>> START Stored rows

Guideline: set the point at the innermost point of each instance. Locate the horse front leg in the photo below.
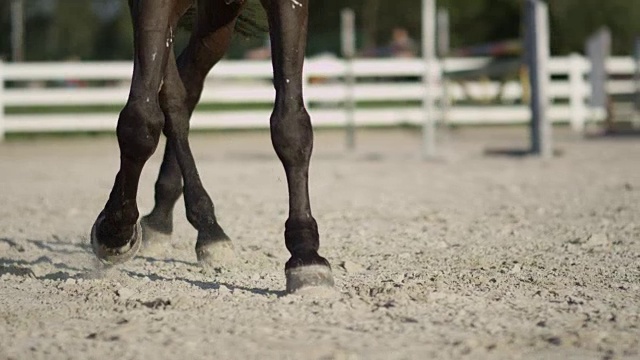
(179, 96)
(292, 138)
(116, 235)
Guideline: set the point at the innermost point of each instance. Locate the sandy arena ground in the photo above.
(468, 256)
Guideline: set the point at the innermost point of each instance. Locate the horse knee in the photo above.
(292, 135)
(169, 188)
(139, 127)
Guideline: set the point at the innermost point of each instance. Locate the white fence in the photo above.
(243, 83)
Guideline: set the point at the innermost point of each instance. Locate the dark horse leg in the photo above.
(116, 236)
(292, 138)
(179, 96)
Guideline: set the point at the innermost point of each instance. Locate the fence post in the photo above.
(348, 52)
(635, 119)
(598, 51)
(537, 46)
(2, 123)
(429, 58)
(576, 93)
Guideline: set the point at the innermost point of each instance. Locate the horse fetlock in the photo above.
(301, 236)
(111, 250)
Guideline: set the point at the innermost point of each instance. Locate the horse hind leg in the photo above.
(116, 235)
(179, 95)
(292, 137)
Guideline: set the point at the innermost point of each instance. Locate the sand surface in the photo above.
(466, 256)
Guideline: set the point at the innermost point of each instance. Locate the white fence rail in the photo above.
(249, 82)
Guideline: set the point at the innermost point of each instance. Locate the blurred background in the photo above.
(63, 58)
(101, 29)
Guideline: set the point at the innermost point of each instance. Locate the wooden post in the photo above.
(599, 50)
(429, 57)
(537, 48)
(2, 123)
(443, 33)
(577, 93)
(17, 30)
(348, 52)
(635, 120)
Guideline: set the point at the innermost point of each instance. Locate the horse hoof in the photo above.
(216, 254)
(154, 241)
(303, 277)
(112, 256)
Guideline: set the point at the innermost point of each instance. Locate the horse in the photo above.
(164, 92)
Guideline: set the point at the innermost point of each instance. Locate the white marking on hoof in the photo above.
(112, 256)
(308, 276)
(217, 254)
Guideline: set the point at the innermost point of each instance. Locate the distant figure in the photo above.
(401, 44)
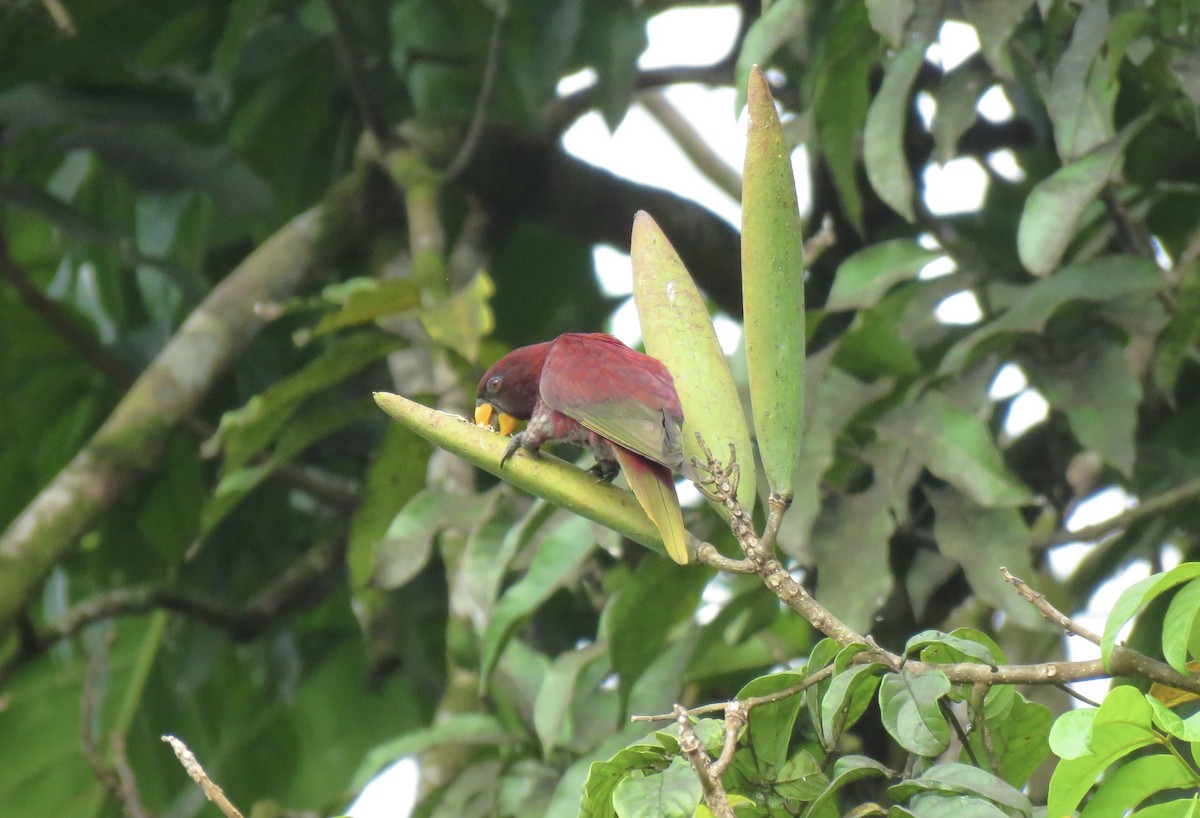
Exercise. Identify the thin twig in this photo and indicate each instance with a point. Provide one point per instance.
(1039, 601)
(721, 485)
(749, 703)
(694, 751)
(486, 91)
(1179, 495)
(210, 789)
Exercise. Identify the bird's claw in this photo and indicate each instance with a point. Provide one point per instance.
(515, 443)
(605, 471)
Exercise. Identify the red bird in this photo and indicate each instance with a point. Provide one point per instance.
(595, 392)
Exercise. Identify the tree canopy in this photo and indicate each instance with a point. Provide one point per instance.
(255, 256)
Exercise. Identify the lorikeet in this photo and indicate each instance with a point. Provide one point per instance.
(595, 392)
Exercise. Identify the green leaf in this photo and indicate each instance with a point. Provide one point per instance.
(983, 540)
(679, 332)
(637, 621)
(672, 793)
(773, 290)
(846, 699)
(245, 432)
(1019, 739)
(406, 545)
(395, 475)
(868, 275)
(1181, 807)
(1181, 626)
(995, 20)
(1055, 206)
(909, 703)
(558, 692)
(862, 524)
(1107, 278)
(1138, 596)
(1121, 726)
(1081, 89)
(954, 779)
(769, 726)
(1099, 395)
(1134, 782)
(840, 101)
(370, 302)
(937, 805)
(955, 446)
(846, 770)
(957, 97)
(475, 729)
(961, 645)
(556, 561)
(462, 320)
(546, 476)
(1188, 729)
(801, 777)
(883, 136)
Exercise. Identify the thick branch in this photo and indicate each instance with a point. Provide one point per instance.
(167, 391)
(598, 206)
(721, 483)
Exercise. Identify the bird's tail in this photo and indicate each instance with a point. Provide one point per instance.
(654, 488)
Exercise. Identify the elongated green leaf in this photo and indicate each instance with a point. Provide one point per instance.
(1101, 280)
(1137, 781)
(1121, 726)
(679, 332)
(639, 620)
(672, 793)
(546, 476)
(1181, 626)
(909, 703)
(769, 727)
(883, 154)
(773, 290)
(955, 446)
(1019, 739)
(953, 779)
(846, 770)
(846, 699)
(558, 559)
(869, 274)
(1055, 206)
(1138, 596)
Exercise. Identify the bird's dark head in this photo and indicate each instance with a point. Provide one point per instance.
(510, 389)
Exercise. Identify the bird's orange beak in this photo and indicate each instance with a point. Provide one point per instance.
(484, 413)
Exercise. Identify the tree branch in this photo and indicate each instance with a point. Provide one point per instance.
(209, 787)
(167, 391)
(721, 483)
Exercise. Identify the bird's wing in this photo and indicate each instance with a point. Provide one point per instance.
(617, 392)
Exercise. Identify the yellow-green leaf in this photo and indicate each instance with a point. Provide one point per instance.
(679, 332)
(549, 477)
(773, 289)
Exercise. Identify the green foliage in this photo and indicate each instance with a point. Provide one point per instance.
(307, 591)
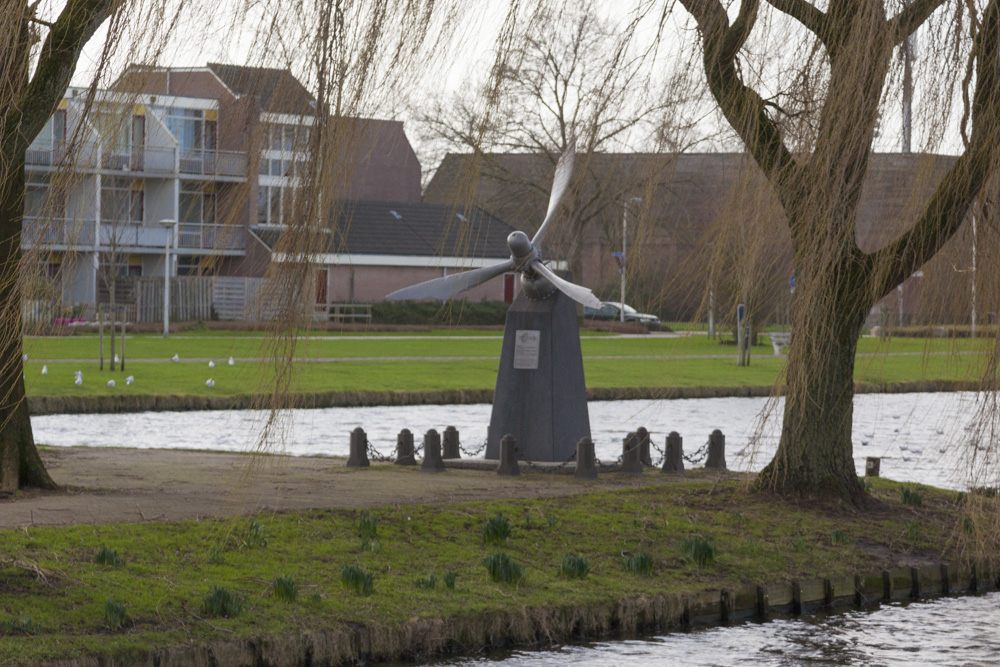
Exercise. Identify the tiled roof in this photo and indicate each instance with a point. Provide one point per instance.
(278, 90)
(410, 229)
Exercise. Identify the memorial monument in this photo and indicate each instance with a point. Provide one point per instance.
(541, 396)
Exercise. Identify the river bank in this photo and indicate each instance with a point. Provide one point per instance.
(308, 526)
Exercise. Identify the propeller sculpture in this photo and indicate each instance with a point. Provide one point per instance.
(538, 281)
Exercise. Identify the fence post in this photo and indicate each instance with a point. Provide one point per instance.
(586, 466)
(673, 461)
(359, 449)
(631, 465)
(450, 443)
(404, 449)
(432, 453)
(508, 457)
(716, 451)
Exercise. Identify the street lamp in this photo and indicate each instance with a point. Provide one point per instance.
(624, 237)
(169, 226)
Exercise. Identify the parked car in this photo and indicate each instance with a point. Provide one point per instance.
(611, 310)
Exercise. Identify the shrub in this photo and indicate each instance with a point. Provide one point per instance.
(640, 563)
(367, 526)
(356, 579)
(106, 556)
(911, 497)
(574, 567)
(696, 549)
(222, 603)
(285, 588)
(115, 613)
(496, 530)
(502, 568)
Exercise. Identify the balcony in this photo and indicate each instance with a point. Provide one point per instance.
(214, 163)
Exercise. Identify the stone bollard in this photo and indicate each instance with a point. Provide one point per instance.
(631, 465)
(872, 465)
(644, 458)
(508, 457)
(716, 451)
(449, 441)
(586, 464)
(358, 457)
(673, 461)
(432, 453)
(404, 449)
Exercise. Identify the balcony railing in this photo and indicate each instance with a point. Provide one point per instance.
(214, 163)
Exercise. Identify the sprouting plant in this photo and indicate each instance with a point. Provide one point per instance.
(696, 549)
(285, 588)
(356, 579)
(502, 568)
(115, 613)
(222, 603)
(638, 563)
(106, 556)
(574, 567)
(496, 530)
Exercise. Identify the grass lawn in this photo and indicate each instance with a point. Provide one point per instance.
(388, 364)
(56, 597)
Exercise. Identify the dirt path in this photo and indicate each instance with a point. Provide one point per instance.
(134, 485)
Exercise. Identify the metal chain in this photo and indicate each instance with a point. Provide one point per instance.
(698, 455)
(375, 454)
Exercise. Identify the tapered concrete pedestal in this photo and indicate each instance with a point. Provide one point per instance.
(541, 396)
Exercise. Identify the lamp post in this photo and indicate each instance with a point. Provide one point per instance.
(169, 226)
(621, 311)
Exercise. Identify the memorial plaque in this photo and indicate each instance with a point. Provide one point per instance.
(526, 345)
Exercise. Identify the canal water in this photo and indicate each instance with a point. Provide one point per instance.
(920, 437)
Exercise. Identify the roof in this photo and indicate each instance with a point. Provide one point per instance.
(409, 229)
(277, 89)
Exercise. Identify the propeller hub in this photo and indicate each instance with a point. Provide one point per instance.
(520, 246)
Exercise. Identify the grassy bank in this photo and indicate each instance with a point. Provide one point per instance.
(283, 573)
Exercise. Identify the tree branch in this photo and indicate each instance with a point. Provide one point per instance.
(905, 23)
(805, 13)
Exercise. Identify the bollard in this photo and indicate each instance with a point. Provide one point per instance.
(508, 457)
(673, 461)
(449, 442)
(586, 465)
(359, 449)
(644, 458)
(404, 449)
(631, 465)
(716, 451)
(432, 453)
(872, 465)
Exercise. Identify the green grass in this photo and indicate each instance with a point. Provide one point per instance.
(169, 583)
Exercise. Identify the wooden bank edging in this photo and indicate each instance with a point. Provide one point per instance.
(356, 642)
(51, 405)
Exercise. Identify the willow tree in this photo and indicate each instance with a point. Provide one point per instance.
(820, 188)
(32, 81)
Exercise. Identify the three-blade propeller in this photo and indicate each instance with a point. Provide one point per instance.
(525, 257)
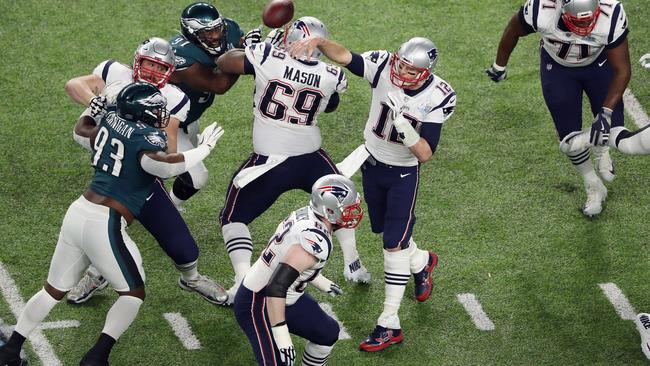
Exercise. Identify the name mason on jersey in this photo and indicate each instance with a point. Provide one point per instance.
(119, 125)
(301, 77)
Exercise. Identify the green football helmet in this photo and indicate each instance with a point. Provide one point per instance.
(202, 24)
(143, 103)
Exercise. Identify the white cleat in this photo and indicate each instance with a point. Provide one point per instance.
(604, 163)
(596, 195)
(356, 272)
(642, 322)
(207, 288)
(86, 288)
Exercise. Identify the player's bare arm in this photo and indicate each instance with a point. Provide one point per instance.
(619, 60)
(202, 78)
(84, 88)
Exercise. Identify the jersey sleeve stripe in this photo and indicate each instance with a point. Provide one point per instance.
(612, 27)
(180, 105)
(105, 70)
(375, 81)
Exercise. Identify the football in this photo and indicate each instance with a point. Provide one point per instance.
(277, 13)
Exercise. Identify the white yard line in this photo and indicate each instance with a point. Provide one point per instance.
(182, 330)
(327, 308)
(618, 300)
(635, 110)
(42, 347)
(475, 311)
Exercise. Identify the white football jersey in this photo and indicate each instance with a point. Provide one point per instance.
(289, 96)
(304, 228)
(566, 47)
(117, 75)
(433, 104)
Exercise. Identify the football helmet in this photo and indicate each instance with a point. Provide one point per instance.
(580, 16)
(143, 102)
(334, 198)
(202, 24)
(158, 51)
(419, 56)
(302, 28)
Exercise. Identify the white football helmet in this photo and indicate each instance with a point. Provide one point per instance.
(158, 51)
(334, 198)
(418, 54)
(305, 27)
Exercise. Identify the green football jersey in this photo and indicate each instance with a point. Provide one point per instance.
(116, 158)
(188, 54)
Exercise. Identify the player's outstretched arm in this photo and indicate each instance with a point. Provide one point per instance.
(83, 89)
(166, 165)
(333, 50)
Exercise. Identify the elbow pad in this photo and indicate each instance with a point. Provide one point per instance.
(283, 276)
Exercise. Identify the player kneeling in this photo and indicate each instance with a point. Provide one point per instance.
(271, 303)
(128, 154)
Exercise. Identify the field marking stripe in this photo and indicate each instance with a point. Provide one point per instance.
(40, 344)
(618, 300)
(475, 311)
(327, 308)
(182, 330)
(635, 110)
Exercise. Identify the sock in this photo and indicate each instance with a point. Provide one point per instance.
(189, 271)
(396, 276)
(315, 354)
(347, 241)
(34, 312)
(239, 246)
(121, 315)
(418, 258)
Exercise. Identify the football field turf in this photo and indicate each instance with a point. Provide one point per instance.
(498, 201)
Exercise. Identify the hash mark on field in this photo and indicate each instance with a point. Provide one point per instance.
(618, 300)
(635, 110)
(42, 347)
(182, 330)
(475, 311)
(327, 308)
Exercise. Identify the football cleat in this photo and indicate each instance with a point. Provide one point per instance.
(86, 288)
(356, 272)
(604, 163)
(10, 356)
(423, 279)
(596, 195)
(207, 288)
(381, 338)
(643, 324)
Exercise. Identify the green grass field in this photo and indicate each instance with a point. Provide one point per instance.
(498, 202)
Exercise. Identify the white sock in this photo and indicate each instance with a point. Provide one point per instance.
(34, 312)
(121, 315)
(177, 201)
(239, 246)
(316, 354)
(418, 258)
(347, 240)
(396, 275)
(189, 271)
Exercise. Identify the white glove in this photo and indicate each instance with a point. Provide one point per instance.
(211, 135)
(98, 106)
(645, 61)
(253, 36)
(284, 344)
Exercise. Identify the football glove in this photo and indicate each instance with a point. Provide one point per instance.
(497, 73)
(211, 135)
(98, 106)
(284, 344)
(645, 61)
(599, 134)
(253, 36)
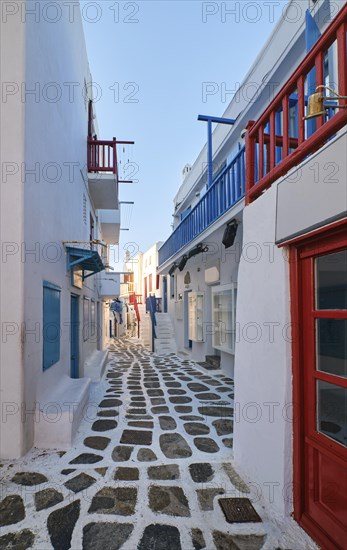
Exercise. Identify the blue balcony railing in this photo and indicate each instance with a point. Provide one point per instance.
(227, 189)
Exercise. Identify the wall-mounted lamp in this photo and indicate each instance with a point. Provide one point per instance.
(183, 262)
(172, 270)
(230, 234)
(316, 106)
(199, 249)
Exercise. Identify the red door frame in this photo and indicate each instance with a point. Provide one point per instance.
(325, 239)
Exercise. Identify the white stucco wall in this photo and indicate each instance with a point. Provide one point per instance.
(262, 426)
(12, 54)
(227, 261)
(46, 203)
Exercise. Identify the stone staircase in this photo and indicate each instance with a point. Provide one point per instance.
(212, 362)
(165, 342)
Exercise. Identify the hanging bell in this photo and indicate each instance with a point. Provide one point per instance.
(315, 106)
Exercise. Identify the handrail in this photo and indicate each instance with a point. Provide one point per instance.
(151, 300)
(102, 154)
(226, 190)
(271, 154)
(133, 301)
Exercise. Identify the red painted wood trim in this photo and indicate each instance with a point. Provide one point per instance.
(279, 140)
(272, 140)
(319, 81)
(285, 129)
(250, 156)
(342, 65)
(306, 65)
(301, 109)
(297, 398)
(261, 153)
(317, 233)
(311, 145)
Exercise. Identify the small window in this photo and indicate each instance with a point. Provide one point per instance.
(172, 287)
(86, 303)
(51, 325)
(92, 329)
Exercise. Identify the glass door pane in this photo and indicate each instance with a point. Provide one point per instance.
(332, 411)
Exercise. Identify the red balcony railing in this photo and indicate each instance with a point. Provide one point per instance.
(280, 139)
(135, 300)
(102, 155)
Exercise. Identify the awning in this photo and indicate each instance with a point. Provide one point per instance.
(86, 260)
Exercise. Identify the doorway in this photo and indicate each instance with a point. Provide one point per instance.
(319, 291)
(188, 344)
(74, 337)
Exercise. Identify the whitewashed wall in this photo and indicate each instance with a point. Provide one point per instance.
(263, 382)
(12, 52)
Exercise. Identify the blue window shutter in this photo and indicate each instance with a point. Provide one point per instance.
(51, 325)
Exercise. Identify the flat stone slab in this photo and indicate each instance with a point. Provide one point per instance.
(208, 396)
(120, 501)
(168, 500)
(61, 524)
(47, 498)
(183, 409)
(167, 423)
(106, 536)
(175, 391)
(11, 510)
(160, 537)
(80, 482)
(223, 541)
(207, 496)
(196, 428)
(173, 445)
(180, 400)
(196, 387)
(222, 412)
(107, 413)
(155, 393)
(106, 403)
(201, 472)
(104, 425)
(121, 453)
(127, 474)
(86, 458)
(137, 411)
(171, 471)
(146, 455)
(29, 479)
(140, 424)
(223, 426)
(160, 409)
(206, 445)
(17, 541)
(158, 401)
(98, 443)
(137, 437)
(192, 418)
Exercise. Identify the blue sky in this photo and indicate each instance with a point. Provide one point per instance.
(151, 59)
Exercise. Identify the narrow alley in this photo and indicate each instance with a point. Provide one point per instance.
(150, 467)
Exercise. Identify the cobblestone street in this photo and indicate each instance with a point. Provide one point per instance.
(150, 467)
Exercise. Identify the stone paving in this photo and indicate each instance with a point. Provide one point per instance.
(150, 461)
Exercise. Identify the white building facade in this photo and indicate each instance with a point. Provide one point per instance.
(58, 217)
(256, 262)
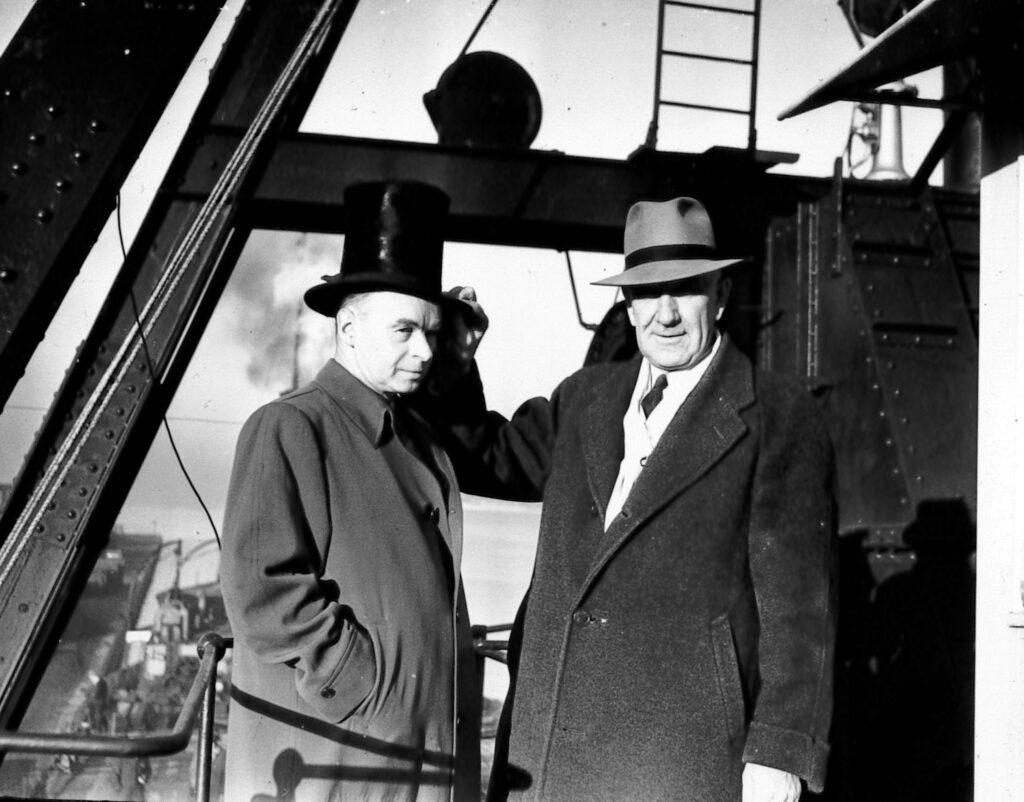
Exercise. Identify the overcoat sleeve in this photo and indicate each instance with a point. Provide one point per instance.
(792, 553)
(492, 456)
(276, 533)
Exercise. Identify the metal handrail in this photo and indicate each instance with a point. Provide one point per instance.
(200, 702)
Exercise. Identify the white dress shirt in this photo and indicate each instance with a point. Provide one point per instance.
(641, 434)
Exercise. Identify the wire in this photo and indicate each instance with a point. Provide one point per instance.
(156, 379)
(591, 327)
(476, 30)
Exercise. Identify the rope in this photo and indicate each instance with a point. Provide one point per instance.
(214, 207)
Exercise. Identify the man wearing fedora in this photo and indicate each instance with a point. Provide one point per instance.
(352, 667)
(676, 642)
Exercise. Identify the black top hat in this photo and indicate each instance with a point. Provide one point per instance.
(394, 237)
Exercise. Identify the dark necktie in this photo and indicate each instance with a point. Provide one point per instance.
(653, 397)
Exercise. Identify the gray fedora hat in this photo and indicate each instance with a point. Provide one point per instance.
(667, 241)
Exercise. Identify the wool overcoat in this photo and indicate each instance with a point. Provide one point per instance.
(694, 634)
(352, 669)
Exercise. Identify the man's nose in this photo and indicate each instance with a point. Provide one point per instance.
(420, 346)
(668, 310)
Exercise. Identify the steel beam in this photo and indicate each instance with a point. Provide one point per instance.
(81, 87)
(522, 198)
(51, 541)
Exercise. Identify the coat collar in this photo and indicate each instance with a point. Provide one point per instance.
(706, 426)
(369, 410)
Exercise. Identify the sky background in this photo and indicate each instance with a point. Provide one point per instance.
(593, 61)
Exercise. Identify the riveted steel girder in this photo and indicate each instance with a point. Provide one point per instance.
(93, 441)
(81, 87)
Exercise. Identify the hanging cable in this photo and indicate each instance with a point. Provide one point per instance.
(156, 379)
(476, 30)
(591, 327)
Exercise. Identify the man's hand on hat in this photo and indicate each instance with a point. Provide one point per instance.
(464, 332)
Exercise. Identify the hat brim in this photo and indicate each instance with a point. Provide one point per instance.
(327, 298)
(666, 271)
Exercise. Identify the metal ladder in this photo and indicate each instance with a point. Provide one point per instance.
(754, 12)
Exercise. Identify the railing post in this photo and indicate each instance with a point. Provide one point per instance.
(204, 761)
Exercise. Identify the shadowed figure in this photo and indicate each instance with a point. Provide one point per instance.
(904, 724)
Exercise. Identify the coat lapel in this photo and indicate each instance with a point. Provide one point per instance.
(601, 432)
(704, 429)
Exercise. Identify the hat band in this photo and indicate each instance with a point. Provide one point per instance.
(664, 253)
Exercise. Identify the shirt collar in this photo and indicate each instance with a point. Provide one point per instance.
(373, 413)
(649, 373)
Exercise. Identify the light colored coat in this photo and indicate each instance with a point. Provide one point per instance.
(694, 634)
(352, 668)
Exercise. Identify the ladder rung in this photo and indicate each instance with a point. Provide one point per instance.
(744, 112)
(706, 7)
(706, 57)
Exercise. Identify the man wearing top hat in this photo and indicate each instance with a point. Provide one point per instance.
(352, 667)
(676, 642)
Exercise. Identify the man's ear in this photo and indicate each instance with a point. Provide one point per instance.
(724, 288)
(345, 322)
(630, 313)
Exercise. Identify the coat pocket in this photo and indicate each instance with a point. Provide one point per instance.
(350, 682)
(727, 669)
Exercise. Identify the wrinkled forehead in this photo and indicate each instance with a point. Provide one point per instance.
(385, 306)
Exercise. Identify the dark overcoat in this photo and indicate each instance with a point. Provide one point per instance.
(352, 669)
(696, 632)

>> END Stored rows

Task requirements
Using the material above, reproduce exactly the line that contains "Exercise. Identify the man's ear" and all lines after it through the last one, and only those.

Solution to this task
Exercise. Identify the man's ear in this photo and indicate each instance with a point. Provide one point per instance.
(724, 288)
(345, 322)
(630, 313)
Exercise. Identify the coat pocket in this photo and indicate each instance with a point. Provide one point per instance.
(350, 682)
(727, 669)
Exercise. Identify the wrinkled forehead in this photo and indicate each instance with a point. Provide one point per instance.
(385, 306)
Exercise. Identify the dark overcoat in this photo and indicate each instance with a point. Provide one point per instance.
(352, 669)
(696, 632)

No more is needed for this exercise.